[Data records]

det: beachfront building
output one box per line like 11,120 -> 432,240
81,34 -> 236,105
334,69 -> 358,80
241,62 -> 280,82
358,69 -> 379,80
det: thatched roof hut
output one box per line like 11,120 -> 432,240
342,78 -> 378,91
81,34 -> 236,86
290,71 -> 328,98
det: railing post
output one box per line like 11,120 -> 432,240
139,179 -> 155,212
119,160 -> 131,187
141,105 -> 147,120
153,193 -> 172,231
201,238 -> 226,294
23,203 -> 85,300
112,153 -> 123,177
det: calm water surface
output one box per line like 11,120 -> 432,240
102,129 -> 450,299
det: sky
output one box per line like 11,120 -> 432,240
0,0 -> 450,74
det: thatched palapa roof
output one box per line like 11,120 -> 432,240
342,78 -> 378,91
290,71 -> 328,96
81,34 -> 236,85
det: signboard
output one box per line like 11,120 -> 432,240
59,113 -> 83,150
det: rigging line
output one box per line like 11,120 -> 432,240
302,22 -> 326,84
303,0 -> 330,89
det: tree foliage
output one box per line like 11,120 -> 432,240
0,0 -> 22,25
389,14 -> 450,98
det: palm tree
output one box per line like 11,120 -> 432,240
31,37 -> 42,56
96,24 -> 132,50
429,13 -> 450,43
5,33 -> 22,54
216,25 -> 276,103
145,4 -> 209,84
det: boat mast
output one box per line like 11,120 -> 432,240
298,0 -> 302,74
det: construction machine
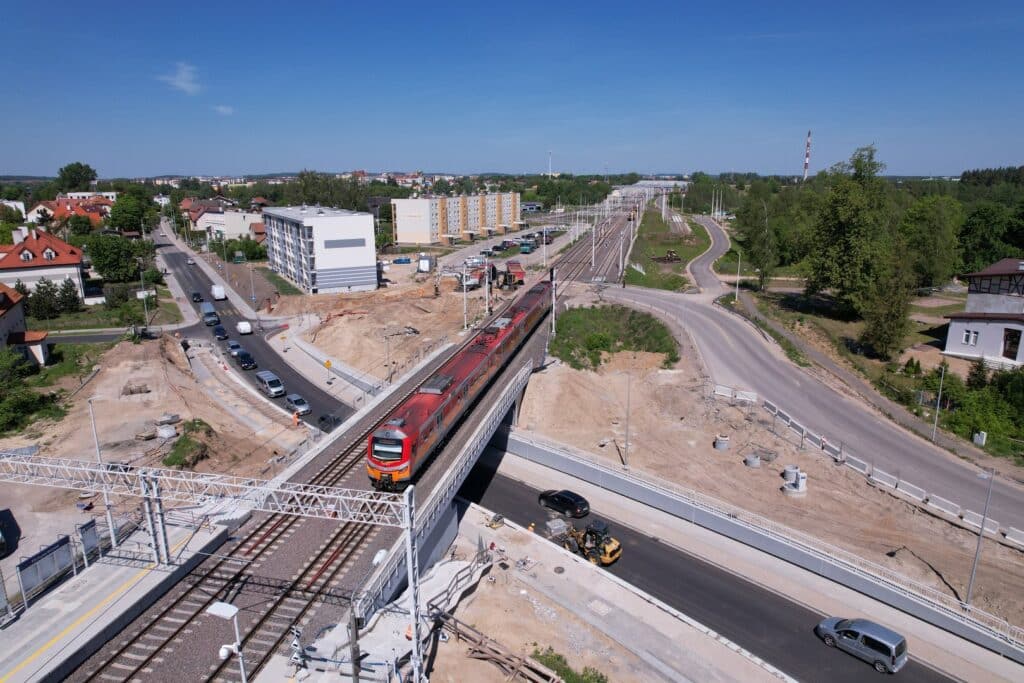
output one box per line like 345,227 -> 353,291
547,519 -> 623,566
==
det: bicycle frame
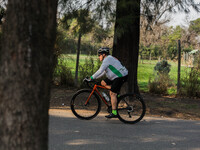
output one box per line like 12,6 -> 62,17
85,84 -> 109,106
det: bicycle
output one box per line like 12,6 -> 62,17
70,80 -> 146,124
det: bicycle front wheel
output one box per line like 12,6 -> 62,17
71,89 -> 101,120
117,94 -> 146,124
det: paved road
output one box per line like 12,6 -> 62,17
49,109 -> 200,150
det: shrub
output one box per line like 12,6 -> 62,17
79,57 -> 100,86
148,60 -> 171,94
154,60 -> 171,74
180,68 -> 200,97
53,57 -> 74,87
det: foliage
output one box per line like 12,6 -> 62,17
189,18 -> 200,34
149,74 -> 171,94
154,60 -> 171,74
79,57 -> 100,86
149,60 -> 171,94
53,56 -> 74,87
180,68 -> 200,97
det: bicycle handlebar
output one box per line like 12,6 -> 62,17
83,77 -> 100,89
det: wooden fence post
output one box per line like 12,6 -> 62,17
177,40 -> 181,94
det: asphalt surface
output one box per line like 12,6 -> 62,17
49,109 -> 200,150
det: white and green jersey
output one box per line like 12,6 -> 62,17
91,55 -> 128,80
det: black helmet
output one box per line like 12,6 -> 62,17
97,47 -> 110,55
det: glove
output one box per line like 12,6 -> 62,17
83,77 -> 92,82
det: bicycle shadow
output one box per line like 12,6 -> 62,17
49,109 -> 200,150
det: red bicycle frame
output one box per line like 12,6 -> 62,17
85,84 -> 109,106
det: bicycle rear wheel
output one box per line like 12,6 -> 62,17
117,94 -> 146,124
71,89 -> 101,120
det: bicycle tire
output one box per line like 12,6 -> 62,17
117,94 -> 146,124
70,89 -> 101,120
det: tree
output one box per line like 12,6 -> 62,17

> _WRITTEN PROBLEM_: Lay out the part of the listing above that opens with the line containing "det: thatched palapa roof" and closes with the line containing "547,519 -> 623,566" as a JSON list of strings, one string per line, skipping blank lines and leaving out the pictures.

> _IN RESPONSE_:
[
  "det: thatched palapa roof",
  "output one box per line like 11,120 -> 432,240",
  "342,78 -> 378,91",
  "290,71 -> 328,96",
  "81,34 -> 236,85",
  "det: signboard",
  "output one box per line like 11,120 -> 432,240",
  "59,113 -> 83,150",
  "det: rigging line",
  "output one box per line like 11,120 -> 432,240",
  "302,22 -> 326,84",
  "303,0 -> 330,89",
  "det: tree foliage",
  "output one box per line like 11,120 -> 432,240",
  "0,0 -> 22,25",
  "389,14 -> 450,98",
  "det: palm tree",
  "output one box per line like 11,120 -> 432,240",
  "31,37 -> 42,56",
  "96,24 -> 132,50",
  "429,13 -> 450,43",
  "5,33 -> 22,54",
  "216,25 -> 276,103",
  "145,4 -> 209,84",
  "det: boat mast",
  "output one box per line like 11,120 -> 432,240",
  "298,0 -> 302,74",
  "det: construction machine",
  "output one box per line like 345,227 -> 353,291",
  "547,519 -> 623,566"
]